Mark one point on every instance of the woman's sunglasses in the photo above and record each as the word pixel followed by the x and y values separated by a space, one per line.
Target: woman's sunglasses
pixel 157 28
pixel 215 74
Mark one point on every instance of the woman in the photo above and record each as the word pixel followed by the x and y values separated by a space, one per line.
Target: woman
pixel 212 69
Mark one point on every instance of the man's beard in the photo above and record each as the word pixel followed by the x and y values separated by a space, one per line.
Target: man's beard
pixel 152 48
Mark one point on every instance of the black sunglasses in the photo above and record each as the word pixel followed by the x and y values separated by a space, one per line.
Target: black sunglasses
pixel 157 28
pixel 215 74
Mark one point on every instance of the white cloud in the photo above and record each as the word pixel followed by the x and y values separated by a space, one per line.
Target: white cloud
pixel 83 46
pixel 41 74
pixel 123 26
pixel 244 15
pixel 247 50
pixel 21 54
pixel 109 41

════════════════

Extract every line from the one containing "Mark one point on every instance of the man's" through the last line of the data, inclusive, exactly as written.

- Result of this task:
Mark one point on every instance of the man's beard in the photo above and record each as the word pixel followed by the x and y values separated by a space, one per line.
Target: man's beard
pixel 152 48
Mark one point on every instance of the black sunglasses in the photo above and record each as the word pixel followed by the x and y values separated by a space, one per line.
Target: black sunglasses
pixel 157 28
pixel 215 74
Mark one point on every instance of the white cloud in the photo above and record each as the word pixel followed by the x and y values separated by a space, one per line.
Target: white cloud
pixel 83 46
pixel 41 74
pixel 123 26
pixel 244 15
pixel 247 50
pixel 21 54
pixel 109 41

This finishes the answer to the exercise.